[Start of Provided data]

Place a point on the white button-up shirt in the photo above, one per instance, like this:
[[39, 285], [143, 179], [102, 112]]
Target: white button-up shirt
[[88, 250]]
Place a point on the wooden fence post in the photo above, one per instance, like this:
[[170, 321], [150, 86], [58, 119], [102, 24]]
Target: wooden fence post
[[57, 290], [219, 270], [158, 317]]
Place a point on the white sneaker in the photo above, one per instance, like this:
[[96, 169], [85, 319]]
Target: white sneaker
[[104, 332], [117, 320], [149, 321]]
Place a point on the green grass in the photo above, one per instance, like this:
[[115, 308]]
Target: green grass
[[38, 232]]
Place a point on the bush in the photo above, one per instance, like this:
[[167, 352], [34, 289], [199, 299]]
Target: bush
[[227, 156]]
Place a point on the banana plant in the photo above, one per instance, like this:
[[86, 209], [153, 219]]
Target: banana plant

[End of Provided data]

Convert the data above into a Markdown table with two columns, No. and Text, putting the row number in No. and one line per row in Text, in order. Omit blank lines.

| No. | Text |
|---|---|
| 1 | Place a point on the white button-up shirt in the photo above, one per instance, like this: |
| 2 | [[39, 285], [143, 179], [102, 112]] |
| 3 | Target: white button-up shirt |
| 4 | [[88, 250]] |
| 5 | Place a point on the wooden fence post in the photo above, one per instance, like this: |
| 6 | [[170, 321], [150, 86], [58, 119], [102, 24]] |
| 7 | Target: wooden fence post |
| 8 | [[57, 290], [219, 270], [158, 317]] |
| 9 | Place a point on the white sneaker in the photo above, one per instance, like this: |
| 10 | [[96, 169], [85, 319]] |
| 11 | Target: white sneaker |
| 12 | [[104, 332], [117, 320], [149, 321]] |
| 13 | Place a point on the green grass in the photo above, one per instance, like this: |
| 14 | [[115, 308]] |
| 15 | Target: green grass |
| 16 | [[38, 232]] |
| 17 | Place a point on the bush in the photo above, one per instance, like this: |
| 18 | [[167, 352], [34, 289], [199, 299]] |
| 19 | Target: bush |
| 20 | [[227, 156]] |
| 21 | Place a point on the banana plant in the photo above, one per instance, like this: |
| 22 | [[86, 209], [153, 219]] |
| 23 | Target: banana plant |